Pertanyaan yang Harus Ditanyakan kepada Pasangan yang Selingkuh

menghadapi perselingkuhan

Tanpa diketahui suami, Sulastri membuka WA suaminya. Ia kemudian melihat-lihat, dan membaca percakapan-percakapan yang dilakukan suaminya dengan orang lain yang memiliki nama wanita. Matanya seperti tertarik dengan satu nama: Mindy. Dan alangkah terkejutnya waktu ia membuka chat antara suami dengan Mindy. Ia merasa sesak nafas dan dunia seakan sedang berputar. Ternyata benar, suaminya ada main di belakangnya. Pelakor itu bernama Mindy. Lastri berulang-ulang bergumam kepada dirinya sendiri, “Kenapa…. Kenapa kamu lakukan hal itu, Jo?”

Baca juga: Suami Ketahuan Selingkuh: Pertahankan atau Cerai?

Pada saat perselingkuhan terjadi, pertanyaan yang paling banyak ditanyakan oleh pasangan yang dilukai biasanya adalah kenapa. Ini pertanyaan simalakama sebenarnya. Karena apa pun jawaban terhadap pertanyaan itu, tidak akan memuaskan bagi pasangan yang telah dilukai. Yang terburuk adalah apabila pasangan yang selingkuh menyebutkan bahwa ada problem dalam pernikahan mereka. Ini secara langsung maupun tidak langsung menyalahkan pasangan yang terluka. Akibatnya pasangan yang dikhianati ini akan terluka semakin dalam.

• _DAFTAR DATA_
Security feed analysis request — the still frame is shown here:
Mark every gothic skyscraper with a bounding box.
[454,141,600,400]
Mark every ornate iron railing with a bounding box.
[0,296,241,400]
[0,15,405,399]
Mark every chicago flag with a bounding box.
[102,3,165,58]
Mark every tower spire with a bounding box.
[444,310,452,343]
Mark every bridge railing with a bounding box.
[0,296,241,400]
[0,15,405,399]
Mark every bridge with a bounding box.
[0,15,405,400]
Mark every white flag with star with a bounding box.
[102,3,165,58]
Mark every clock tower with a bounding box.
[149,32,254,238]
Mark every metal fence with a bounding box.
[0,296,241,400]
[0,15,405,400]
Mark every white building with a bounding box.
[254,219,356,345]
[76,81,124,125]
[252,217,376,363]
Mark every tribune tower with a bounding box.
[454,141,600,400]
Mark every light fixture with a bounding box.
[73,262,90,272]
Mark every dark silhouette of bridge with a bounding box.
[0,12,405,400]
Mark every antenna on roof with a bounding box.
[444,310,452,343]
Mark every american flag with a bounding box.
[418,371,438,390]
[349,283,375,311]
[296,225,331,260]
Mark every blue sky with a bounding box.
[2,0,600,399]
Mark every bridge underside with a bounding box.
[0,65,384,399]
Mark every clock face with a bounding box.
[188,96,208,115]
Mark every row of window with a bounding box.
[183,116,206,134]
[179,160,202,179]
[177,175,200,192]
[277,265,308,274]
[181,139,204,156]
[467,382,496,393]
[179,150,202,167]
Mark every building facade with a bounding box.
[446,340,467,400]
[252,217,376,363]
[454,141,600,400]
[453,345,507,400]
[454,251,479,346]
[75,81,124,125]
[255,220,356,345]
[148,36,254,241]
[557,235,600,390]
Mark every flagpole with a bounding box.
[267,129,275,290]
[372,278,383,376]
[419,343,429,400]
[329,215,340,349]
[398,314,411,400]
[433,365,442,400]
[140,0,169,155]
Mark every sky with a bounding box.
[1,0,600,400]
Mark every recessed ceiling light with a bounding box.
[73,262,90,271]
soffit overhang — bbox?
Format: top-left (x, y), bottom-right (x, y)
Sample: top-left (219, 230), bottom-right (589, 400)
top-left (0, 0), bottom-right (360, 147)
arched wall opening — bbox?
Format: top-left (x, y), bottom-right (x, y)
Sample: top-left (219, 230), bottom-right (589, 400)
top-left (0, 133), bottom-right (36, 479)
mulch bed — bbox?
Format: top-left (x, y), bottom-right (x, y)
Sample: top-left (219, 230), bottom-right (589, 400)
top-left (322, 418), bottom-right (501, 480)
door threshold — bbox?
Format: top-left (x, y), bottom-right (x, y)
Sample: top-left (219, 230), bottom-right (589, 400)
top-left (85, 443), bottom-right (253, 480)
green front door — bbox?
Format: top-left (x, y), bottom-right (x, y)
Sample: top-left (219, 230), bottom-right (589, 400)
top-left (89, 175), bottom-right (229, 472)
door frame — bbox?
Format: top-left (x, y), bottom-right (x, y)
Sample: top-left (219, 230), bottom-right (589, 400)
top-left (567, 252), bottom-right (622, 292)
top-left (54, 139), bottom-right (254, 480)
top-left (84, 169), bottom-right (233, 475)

• _YANG PERLU DILAKUKAN_
(a) Tentukan apakah masing-masing pernyataan berikut sesuai dengan artikel tentang perselingkuhan, lalu jawab ya atau tidak dengan kutipan kata-kata artikel yang menjadi penentunya. (i) Sulastri membuka WA suaminya tanpa sepengetahuan suaminya. (ii) Jawaban atas pertanyaan "kenapa" biasanya memuaskan pasangan yang dilukai. (iii) Hal terburuk adalah bila pasangan yang selingkuh menyebut adanya problem dalam pernikahan mereka.
(b) Buatlah ringkasan artikel tentang perselingkuhan dalam dua kalimat.

• _HASIL BERURUTAN_
(a)
(i) Ya: "Tanpa diketahui suami, Sulastri membuka WA suaminya."
(ii) Tidak: "Karena apa pun jawaban terhadap pertanyaan itu, tidak akan memuaskan bagi pasangan yang telah dilukai."
(iii) Ya: "Yang terburuk adalah apabila pasangan yang selingkuh menyebutkan bahwa ada problem dalam pernikahan mereka."

(b) Sulastri diam-diam membuka WA suaminya dan mendapati dari percakapan dengan seorang wanita bernama Mindy bahwa suaminya berselingkuh. Pertanyaan yang paling sering diajukan pasangan yang dilukai adalah kenapa, padahal jawaban apa pun tidak akan memuaskan, dan yang terburuk adalah bila pasangan yang selingkuh menyebut adanya problem dalam pernikahan sehingga pasangan yang terluka merasa disalahkan dan terluka semakin dalam.